Shape annotation records:

- - - -

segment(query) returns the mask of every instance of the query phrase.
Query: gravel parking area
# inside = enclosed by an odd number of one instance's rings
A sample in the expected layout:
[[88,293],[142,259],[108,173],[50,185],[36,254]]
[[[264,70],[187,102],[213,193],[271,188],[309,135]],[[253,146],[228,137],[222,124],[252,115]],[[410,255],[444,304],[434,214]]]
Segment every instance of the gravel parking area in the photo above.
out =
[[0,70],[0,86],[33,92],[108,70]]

- - - -

▶ [CHALLENGE]
Rewrite the records above with every "gravel" changed to "sand", keeping everything else the same.

▶ [PROBLEM SOLUTION]
segment(query) returns the mask of every instance of the query phrase.
Query: sand parking area
# inside = enclosed by an odd number of one instance's rings
A sample in the expected layout:
[[88,293],[142,259],[108,173],[50,185],[36,254]]
[[[264,70],[187,102],[213,193],[271,188],[309,135]],[[253,146],[228,137],[222,124],[252,115]],[[410,255],[444,304],[434,214]]]
Segment every instance of the sand parking area in the photo above.
out =
[[0,70],[0,86],[33,92],[108,70]]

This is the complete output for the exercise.